Aim: Please convert every line of the material below into a JSON list of strings, one string per line, leaving out any blank lines.

Records for this exercise:
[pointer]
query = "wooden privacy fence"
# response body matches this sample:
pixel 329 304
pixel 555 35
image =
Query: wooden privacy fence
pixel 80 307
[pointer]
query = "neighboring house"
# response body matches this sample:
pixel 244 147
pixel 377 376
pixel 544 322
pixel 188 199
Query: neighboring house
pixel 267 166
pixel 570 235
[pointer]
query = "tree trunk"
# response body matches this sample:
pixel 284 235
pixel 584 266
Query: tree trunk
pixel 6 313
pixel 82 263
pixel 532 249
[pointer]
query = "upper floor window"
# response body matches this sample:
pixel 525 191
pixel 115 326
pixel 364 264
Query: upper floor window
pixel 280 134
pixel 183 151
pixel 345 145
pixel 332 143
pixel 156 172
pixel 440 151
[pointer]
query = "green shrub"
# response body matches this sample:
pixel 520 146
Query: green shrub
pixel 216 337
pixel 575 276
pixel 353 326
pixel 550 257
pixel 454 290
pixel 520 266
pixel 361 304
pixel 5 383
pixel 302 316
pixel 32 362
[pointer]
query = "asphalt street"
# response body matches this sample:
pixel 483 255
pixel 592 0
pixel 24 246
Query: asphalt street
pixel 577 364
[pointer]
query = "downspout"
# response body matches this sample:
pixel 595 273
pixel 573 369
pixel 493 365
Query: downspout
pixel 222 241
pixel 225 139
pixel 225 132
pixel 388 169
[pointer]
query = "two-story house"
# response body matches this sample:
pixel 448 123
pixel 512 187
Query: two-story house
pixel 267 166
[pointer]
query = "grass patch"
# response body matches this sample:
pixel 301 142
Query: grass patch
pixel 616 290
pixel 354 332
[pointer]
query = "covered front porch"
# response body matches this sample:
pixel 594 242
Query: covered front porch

Solution to the problem:
[
  "[pointer]",
  "query = \"wooden privacy fence\"",
  "# response body matches this sample:",
  "pixel 329 304",
  "pixel 555 35",
  "image =",
  "Query: wooden privacy fence",
  "pixel 80 307",
  "[pointer]",
  "query = \"neighboring house\"",
  "# response body matches this sample:",
  "pixel 244 147",
  "pixel 377 376",
  "pixel 544 322",
  "pixel 188 199",
  "Query: neighboring house",
  "pixel 267 166",
  "pixel 570 235",
  "[pointer]",
  "query = \"tree trunk\"",
  "# response body matches this sample:",
  "pixel 284 235",
  "pixel 584 266",
  "Query: tree trunk",
  "pixel 6 313",
  "pixel 82 263",
  "pixel 532 249",
  "[pointer]",
  "query = \"upper floor window\"",
  "# response body matches this sample:",
  "pixel 525 191",
  "pixel 115 326",
  "pixel 364 264",
  "Query: upper floor window",
  "pixel 280 134",
  "pixel 183 151",
  "pixel 345 145",
  "pixel 332 143",
  "pixel 156 172",
  "pixel 440 151",
  "[pointer]",
  "query = \"green shrub\"",
  "# response body matches this sample:",
  "pixel 520 146",
  "Query: green shrub",
  "pixel 216 337",
  "pixel 575 276",
  "pixel 353 326",
  "pixel 550 257",
  "pixel 454 290",
  "pixel 520 266",
  "pixel 361 304",
  "pixel 5 383",
  "pixel 302 316",
  "pixel 32 362",
  "[pointer]",
  "query = \"asphalt street\"",
  "# response body matches this sample:",
  "pixel 483 255",
  "pixel 592 0",
  "pixel 24 246",
  "Query: asphalt street",
  "pixel 577 364",
  "[pointer]",
  "query = \"downspout\"",
  "# response body matches this sample:",
  "pixel 595 273",
  "pixel 573 369",
  "pixel 493 365",
  "Query: downspout",
  "pixel 222 241",
  "pixel 225 139",
  "pixel 225 132",
  "pixel 388 169",
  "[pointer]",
  "query = \"two-story house\"",
  "# response body matches this sample:",
  "pixel 448 123",
  "pixel 512 187",
  "Query: two-story house",
  "pixel 267 166",
  "[pointer]",
  "query = \"grass patch\"",
  "# response body matches this sample:",
  "pixel 301 142",
  "Query: grass patch",
  "pixel 616 290",
  "pixel 354 332",
  "[pointer]",
  "query = \"covered front porch\"",
  "# response body matches this sample:",
  "pixel 594 242",
  "Query: covered front porch"
]